[[ Data supplied, beginning ]]

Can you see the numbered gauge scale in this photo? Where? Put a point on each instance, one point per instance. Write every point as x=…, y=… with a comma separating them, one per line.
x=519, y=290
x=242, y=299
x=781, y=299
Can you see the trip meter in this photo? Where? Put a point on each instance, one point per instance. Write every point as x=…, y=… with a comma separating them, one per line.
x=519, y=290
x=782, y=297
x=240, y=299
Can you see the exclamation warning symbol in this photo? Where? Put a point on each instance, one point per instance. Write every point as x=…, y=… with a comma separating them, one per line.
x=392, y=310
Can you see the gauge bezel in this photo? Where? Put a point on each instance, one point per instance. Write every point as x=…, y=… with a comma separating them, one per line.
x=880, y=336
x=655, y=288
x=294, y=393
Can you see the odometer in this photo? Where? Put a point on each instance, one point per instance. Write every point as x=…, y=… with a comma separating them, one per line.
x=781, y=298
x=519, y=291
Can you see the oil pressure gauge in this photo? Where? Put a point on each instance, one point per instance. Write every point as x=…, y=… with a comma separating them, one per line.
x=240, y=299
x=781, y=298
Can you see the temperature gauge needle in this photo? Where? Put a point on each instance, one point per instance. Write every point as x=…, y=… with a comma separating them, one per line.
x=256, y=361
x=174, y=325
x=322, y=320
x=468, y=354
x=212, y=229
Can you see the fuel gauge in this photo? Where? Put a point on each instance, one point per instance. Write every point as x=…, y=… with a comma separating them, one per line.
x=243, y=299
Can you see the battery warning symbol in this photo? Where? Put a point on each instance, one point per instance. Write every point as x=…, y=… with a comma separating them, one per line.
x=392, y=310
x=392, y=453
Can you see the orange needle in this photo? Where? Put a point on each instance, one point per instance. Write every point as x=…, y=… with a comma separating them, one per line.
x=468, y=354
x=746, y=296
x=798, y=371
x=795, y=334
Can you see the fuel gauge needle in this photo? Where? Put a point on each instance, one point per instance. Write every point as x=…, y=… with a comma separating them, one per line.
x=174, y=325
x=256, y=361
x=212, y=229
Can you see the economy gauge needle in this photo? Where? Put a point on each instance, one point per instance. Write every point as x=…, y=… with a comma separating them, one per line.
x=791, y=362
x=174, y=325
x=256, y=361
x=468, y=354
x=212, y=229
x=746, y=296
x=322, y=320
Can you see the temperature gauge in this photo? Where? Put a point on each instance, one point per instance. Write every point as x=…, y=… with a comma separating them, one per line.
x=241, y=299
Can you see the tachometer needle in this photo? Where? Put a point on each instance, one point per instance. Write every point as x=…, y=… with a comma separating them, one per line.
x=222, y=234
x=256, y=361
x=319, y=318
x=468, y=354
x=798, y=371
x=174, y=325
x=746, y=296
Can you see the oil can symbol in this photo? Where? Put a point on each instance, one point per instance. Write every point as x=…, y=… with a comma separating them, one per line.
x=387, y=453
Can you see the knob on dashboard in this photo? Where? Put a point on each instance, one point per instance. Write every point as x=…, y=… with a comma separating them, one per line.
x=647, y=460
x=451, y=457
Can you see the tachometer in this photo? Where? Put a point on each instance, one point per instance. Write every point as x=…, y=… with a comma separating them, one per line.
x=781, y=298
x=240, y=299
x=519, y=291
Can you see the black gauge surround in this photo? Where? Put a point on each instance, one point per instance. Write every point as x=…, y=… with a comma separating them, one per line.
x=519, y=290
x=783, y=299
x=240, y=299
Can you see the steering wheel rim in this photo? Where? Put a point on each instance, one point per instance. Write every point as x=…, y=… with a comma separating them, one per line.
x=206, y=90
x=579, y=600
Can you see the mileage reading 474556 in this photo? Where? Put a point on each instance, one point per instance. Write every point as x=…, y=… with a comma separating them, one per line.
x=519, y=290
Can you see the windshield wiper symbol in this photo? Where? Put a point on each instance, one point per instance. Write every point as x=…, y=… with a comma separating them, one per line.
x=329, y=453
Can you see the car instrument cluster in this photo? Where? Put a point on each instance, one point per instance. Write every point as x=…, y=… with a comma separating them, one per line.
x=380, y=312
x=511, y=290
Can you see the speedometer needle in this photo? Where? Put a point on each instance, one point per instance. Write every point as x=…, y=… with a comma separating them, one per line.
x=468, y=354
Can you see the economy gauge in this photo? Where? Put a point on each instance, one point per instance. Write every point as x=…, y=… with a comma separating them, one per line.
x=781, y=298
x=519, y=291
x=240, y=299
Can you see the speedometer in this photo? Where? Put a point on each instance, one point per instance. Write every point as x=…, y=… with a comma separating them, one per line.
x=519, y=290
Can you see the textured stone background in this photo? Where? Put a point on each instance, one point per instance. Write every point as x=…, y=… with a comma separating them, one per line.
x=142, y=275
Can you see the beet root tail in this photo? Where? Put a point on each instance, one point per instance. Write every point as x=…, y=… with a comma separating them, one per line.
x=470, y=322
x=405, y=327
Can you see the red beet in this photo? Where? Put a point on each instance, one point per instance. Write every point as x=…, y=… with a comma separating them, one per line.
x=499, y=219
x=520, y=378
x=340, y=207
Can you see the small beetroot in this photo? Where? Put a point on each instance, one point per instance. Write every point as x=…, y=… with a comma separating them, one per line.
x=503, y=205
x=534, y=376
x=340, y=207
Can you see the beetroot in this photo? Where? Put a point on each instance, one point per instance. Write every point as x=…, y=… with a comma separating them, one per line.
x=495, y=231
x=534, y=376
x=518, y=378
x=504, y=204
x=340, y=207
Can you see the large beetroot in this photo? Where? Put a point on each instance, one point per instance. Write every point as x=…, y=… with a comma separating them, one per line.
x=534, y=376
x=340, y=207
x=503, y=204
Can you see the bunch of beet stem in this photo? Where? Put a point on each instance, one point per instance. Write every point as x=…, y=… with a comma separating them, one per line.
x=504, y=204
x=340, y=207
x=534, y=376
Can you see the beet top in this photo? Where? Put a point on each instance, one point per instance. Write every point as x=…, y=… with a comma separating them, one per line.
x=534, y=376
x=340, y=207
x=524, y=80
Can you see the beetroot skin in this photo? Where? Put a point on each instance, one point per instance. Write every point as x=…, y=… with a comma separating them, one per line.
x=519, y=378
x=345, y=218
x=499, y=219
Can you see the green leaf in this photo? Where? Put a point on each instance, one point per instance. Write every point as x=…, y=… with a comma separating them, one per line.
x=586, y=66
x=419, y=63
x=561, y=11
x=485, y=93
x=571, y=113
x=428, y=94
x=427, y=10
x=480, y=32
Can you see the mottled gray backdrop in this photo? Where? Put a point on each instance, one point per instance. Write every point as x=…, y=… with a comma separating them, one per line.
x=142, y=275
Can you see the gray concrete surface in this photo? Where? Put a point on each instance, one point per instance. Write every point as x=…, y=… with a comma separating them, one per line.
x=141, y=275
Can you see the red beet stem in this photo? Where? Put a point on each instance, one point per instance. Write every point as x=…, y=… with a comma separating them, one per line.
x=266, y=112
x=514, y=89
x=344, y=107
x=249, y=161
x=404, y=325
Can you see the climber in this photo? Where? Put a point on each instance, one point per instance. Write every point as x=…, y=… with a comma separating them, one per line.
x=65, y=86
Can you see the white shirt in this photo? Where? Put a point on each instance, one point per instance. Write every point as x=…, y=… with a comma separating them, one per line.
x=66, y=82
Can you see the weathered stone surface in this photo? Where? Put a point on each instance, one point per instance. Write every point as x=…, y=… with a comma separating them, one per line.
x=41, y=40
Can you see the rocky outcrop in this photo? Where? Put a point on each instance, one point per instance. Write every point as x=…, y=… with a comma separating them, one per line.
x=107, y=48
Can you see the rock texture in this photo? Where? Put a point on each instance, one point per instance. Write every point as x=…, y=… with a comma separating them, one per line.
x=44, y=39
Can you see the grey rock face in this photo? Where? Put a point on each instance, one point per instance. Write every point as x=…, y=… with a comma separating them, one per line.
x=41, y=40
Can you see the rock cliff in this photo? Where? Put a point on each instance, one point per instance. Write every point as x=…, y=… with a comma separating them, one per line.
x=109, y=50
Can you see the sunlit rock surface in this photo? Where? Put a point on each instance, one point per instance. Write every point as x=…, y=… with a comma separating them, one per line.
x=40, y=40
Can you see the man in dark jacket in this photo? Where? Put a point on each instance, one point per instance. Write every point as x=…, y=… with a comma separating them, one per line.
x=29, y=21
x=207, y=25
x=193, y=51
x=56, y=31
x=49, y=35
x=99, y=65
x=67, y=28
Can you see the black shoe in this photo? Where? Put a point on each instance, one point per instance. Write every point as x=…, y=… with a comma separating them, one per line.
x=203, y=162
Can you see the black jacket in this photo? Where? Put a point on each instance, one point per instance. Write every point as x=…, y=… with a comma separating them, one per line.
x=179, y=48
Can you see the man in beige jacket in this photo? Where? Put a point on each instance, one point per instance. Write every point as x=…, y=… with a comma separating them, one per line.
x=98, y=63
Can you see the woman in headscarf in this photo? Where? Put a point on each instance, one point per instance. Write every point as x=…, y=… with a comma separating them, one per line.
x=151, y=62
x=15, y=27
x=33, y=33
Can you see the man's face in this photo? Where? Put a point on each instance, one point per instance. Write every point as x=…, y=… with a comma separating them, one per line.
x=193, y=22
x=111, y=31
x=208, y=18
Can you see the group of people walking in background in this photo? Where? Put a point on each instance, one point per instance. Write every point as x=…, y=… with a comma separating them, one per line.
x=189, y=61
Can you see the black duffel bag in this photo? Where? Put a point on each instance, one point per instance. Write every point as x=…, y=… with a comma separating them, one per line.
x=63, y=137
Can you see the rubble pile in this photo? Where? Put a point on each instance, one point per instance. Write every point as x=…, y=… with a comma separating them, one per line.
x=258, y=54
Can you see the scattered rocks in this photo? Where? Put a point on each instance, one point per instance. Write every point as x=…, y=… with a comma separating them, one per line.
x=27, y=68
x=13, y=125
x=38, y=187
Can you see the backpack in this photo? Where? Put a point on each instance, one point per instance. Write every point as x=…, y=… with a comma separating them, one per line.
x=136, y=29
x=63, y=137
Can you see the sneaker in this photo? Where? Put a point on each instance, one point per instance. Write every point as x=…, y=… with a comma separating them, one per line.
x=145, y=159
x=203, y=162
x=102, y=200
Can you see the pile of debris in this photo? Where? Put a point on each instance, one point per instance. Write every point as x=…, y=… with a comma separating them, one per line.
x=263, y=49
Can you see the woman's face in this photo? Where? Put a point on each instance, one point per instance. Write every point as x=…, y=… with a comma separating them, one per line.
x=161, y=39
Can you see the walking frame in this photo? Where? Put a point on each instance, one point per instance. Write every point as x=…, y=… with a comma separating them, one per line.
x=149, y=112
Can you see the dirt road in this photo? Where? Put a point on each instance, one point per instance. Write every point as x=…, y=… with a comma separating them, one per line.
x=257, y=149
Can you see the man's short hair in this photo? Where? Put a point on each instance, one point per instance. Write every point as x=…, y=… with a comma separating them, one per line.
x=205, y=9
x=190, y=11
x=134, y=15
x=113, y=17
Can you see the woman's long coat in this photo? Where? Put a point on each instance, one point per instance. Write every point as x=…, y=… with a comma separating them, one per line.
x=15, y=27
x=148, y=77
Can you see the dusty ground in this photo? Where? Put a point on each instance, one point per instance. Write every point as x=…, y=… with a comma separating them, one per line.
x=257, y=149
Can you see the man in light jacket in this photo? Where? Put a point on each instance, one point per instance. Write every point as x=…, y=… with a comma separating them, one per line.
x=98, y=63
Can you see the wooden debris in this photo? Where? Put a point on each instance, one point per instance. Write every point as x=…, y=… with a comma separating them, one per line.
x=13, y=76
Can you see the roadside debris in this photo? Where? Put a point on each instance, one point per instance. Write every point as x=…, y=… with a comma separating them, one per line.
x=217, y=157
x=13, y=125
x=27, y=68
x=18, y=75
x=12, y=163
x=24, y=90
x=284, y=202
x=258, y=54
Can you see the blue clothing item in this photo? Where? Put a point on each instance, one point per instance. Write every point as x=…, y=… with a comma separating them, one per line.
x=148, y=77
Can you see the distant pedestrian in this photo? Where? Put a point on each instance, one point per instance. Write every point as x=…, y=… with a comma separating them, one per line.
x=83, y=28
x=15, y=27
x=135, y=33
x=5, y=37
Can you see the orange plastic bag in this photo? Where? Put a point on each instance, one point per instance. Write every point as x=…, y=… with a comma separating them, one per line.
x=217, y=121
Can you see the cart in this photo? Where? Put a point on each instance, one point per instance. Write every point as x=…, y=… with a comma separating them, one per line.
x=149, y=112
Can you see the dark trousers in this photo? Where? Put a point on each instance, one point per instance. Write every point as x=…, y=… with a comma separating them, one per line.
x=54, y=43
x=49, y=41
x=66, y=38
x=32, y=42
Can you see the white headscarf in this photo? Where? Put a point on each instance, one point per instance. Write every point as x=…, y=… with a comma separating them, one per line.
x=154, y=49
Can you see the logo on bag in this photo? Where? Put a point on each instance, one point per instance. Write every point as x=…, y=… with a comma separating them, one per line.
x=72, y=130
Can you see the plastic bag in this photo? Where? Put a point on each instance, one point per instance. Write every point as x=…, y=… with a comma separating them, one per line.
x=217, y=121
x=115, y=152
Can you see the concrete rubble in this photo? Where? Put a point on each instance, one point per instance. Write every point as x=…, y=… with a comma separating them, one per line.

[[ Data supplied, end ]]

Exact copies of the line with "Can you see the distant" and of every later line in the entries make up the whole answer.

# Written answer
Can you see the distant pedestrian in this photo? Where? Put a point on each instance, one point per instance. Write every point as x=…, y=… with a comma separating them, one per line.
x=83, y=28
x=15, y=27
x=135, y=33
x=5, y=37
Can you see the orange plastic bag in this photo? Where? Put a point on each instance, one point per instance. Write every point as x=…, y=… with a comma separating them, one per line.
x=217, y=121
Can you see the cart in this photo? Where? Put a point on each instance, one point per instance. Write every point as x=…, y=… with a comma separating them, one per line.
x=149, y=112
Can you see the dark trousers in this photo? Where? Put a point on each instance, one point per instance. Write every point as x=…, y=… with a comma separating them, one per line.
x=54, y=43
x=49, y=41
x=66, y=38
x=32, y=42
Can you see the white headscarf in this photo? Where? Put a point on each instance, one point per instance. Write every point as x=…, y=… with a comma separating them, one per line.
x=154, y=49
Can you see the logo on bag in this photo? Where? Put a point on each instance, one point per instance. Write every point as x=…, y=… with a comma separating them, one per line.
x=72, y=130
Can you see the plastic bag in this photo? Where? Put a point on each instance, one point per instance. Write every point as x=…, y=… with a comma separating them, one per line.
x=217, y=121
x=115, y=152
Can you see the concrete rubble in this photo? Where? Put a point on each instance, one point per instance. Write every point as x=…, y=… with a comma separating them, one per line.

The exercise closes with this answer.